§ TASK STATEMENT
Print each of the following lines again without changing a single character.
=-=-=-=-=
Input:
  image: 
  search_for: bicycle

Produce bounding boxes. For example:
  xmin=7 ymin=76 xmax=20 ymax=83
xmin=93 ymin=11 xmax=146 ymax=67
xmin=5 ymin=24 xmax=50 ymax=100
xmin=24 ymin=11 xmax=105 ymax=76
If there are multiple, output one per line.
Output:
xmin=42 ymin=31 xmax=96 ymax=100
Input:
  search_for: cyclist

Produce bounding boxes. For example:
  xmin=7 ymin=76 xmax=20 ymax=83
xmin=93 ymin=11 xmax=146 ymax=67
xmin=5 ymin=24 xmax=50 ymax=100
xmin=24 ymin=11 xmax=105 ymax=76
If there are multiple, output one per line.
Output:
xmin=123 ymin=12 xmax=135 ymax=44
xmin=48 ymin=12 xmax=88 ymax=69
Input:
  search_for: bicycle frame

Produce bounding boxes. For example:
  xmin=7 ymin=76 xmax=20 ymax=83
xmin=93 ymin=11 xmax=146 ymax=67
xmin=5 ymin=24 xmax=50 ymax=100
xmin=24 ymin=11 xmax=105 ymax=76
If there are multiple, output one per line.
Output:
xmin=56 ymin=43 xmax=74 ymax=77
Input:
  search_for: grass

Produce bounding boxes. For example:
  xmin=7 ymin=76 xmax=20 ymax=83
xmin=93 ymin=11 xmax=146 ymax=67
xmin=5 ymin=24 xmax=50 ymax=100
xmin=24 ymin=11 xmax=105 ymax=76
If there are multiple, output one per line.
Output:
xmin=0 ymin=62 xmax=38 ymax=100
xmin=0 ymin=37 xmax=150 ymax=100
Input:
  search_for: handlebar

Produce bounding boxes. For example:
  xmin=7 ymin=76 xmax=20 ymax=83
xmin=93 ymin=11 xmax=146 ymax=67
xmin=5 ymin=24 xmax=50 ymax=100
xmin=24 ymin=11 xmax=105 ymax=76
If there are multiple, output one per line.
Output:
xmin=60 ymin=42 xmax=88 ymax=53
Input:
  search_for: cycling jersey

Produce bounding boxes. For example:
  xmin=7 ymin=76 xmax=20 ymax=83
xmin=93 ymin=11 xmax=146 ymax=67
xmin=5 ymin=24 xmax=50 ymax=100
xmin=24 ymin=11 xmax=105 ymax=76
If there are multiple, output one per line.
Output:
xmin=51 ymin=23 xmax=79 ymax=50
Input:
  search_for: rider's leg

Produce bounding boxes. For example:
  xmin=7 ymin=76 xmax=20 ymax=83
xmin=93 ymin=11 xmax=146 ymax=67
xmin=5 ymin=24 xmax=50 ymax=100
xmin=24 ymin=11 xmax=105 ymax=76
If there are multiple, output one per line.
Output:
=-=-=-=-=
§ ANSWER BELOW
Input:
  image: 
  search_for: bicycle

Produce bounding boxes. For example:
  xmin=7 ymin=76 xmax=20 ymax=83
xmin=93 ymin=11 xmax=146 ymax=67
xmin=5 ymin=24 xmax=50 ymax=100
xmin=24 ymin=11 xmax=105 ymax=76
If there are multiple, output one per line.
Output:
xmin=42 ymin=31 xmax=96 ymax=100
Input:
  search_for: cyclist

Produce bounding boxes. For example:
  xmin=7 ymin=76 xmax=20 ymax=83
xmin=93 ymin=11 xmax=146 ymax=67
xmin=5 ymin=24 xmax=50 ymax=100
xmin=24 ymin=11 xmax=105 ymax=76
If there are multiple, output one per line.
Output:
xmin=123 ymin=12 xmax=135 ymax=44
xmin=48 ymin=12 xmax=88 ymax=69
Input:
  search_for: bicycle frame

Produce bounding boxes. For example:
  xmin=7 ymin=76 xmax=20 ymax=83
xmin=93 ymin=11 xmax=146 ymax=67
xmin=5 ymin=24 xmax=50 ymax=100
xmin=24 ymin=11 xmax=105 ymax=76
If there are multiple, output one per line.
Output:
xmin=56 ymin=43 xmax=74 ymax=77
Input:
  search_for: grass

Produce bounding boxes. For example:
  xmin=7 ymin=76 xmax=20 ymax=83
xmin=93 ymin=11 xmax=146 ymax=67
xmin=5 ymin=24 xmax=50 ymax=100
xmin=24 ymin=11 xmax=105 ymax=76
If there are multiple, output one per line.
Output:
xmin=0 ymin=62 xmax=38 ymax=100
xmin=0 ymin=37 xmax=150 ymax=100
Input:
  search_for: handlebar

Produce bounding boxes. For example:
  xmin=7 ymin=76 xmax=20 ymax=83
xmin=93 ymin=11 xmax=146 ymax=67
xmin=5 ymin=24 xmax=50 ymax=100
xmin=24 ymin=11 xmax=105 ymax=76
If there are multiple, output one per line.
Output:
xmin=60 ymin=42 xmax=88 ymax=53
Input:
  search_for: cycling jersey

Produce bounding boxes. For example:
  xmin=7 ymin=76 xmax=20 ymax=83
xmin=93 ymin=11 xmax=146 ymax=67
xmin=5 ymin=24 xmax=50 ymax=100
xmin=24 ymin=11 xmax=105 ymax=76
If there are multiple, output one per line.
Output:
xmin=51 ymin=23 xmax=79 ymax=50
Input:
  search_for: rider's leg

Produce bounding boxes. For example:
  xmin=7 ymin=76 xmax=20 ymax=83
xmin=93 ymin=11 xmax=146 ymax=67
xmin=5 ymin=24 xmax=50 ymax=100
xmin=24 ymin=11 xmax=105 ymax=76
If there are multiple, output one per line.
Output:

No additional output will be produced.